Edit the data below so that every occurrence of "industrial building" becomes "factory". Leave all other text unchanged.
○ ○ ○ ○
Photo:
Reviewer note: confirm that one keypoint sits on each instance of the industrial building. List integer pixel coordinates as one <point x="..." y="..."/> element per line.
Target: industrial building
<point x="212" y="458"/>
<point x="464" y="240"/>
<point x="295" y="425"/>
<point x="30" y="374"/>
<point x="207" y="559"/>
○ ○ ○ ○
Response to this exercise ::
Photo:
Reviewer note: confirm that one keypoint sits on each instance of the factory. List integer pixel coordinates as one <point x="..." y="..."/> element per line.
Target: factory
<point x="212" y="458"/>
<point x="464" y="240"/>
<point x="295" y="425"/>
<point x="30" y="374"/>
<point x="207" y="559"/>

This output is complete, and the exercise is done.